→ Task to complete
The listing is to be transcribed in full, with its images left out.
────
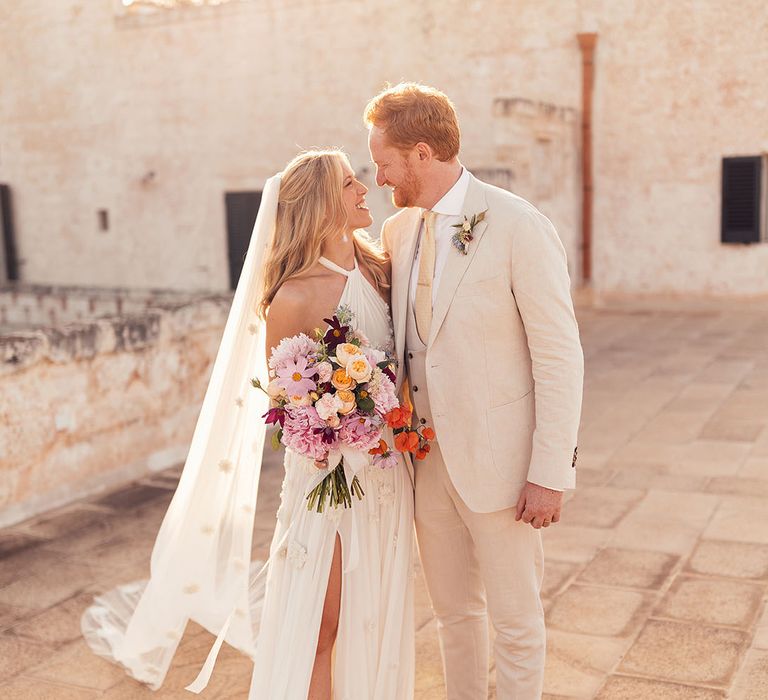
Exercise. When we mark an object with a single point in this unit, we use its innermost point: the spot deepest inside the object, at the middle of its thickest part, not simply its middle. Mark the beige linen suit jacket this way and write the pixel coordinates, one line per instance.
(504, 363)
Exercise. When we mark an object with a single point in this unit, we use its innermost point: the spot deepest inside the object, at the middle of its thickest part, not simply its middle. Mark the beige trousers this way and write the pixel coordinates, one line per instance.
(475, 565)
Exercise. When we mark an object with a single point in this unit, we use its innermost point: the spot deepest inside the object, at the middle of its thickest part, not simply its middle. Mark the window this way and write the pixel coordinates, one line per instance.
(743, 214)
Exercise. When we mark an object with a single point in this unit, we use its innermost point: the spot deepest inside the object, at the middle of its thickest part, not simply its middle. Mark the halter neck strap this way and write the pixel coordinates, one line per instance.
(337, 268)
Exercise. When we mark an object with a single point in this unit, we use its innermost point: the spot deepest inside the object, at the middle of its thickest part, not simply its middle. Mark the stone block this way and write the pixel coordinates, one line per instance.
(629, 568)
(733, 559)
(751, 683)
(685, 653)
(712, 601)
(740, 520)
(600, 611)
(598, 506)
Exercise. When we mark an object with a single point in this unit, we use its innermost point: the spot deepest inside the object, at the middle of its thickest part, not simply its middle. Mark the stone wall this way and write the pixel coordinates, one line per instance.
(154, 117)
(91, 404)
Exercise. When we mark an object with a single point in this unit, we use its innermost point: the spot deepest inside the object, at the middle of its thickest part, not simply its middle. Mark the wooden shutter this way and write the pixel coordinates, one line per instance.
(242, 208)
(7, 236)
(742, 200)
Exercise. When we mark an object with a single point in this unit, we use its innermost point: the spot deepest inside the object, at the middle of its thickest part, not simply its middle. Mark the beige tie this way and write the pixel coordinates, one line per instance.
(423, 305)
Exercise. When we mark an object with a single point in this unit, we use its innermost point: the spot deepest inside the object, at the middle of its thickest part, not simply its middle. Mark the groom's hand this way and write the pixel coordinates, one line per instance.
(538, 505)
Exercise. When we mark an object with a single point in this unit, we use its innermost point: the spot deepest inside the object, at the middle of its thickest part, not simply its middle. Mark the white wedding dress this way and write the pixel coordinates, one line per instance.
(374, 657)
(140, 624)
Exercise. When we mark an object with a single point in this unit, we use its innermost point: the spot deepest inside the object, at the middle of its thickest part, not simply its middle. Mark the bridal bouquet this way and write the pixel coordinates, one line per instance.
(332, 397)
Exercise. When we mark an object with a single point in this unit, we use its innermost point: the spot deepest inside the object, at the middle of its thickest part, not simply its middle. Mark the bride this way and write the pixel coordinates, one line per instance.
(330, 613)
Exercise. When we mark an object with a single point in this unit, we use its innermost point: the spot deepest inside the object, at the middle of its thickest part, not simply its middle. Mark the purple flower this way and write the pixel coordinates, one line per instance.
(327, 434)
(295, 377)
(336, 333)
(299, 432)
(274, 416)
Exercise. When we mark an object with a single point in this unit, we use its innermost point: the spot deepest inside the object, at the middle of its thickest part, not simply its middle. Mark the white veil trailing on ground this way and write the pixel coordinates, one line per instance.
(200, 568)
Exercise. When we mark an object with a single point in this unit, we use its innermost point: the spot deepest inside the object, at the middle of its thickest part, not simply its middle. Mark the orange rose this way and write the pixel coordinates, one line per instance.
(399, 417)
(341, 380)
(406, 441)
(348, 399)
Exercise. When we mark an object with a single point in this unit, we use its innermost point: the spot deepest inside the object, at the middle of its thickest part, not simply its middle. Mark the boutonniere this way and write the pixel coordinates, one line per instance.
────
→ Response to the task
Exercise. When we mark an object with a single point in this unit, we use its innermost point: the spot deepest inside the object, at the middle of its thickest part, not simply its middle. Mark the beige linen suit jacket this way and write the pixel coordinates, one line per instance.
(504, 363)
Exercise. When we mark an object with a single point in this unit, we use its innermost point: the spot deepest inside the object, at the middle of its thickest part, not simply its middle. Mark the beige trousers this way and write the pixel coordinates, one line per instance.
(475, 565)
Exercise. When we mark an object with a single point in this unit, we use its innermost point: the spot deepest inside the object, at the middle of its thickest part, not simply its middle. Mark the window this way and write the pixel coordinates, one line per instance.
(743, 214)
Exercise. When we mark an object with a single point in this unit, we use its innermost point: the spot deepest inside the object, at the middle of its thickest part, not simply its middle. Mark the halter neck strap this way and write the pixel coordinates, one line per instance.
(337, 268)
Exercise. When we mark an object with a single point in this unit, we use its innermost point: the spot deepest inside the object, at the middle of its thickest part, not simply its middle. Mark the stone block this way and write the pixel coordinates, one line per instance.
(629, 568)
(733, 559)
(751, 683)
(685, 653)
(712, 601)
(740, 520)
(600, 611)
(598, 506)
Exercise. When we mark an object with a single point in this unit, we use its innermost point: the spot deepest inside the object, at the middle of its thickest part, not simply its middle. Mark the stone wall this way and write the pixel coordinates, one line per instance.
(154, 117)
(91, 404)
Exercise. When we mark an object with a single point in this unit, we use its innermost point: the spot deepest inside the object, at the middle of its thickest part, not simply its middle. Mark the wooden shutter this way and write the pixel coordinates, one line per instance.
(242, 208)
(7, 236)
(742, 200)
Exercise. When we mark an object with a single point in this unit, we use its innermost point: the spot deepest inside the object, at the middle of its thickest part, not simply its middle. Mark the beige tie this way and write the pixel coordinates, one line per instance.
(423, 305)
Exercise. When we mark an object with a single point in this unit, we use its innermost point: the spot deepest inside the object, at the middle of its thickest part, not simply its middle. Mark the groom's hand this way and write the pixel coordinates, one line per instance.
(538, 505)
Exercise. When we mark an object with a single point in this unit, we use its innermost point: the spot deepest inside the object, at the middle of its thickest part, not simply its middle. Mark the white wedding dress this way and write the pixel coordinates, one line per instance.
(374, 657)
(140, 624)
Exercise. When we mark an object with a single point in this unit, we use its innermost point: the spot deepest inside the object, at the middle of its thickest part, not simply its middle. Mark the bridal bouquet this way and write the pixel coordinates, one line per instance.
(332, 397)
Exercise. When we mark an object with a single point in this unit, we use its innermost point: the spot deepest inside the object, at the middle of its thickest part, not simply its middle. Mark the bride this way and write the pixel coordinates, one line per instance.
(330, 613)
Exercise. When we mark an object with a single point in this unit, we use its innermost point: the spot deepest inside the object, at the middle of its thickest part, not simply its middle. Mark the purple flower this way and write the pixel coordinates, one line per instance.
(327, 434)
(295, 377)
(336, 333)
(299, 432)
(274, 416)
Exercise. When we mark an object with a single point in this unit, we use its innermost point: the spot deepest inside the object, at the middle of its thickest part, not simply its middle. Mark the white veil trailing on ground this way and write the pixel coordinates, one line per instance.
(200, 568)
Exercise. When we mark an object with a single point in this unit, we use its innermost point: the spot deepest inside the object, at the middle of its thickest part, not simply its middle. Mark the orange rose this way and write the pixel coordinates, one line per instance.
(399, 417)
(341, 380)
(406, 441)
(348, 399)
Exercise. When we mark an object with a single point in this unit, we use its innermost point: the spot deepest inside the object, at the middle of its thickest part, not simply its middle. Mark the boutonniere this way and write the pixel coordinates, one line per instance.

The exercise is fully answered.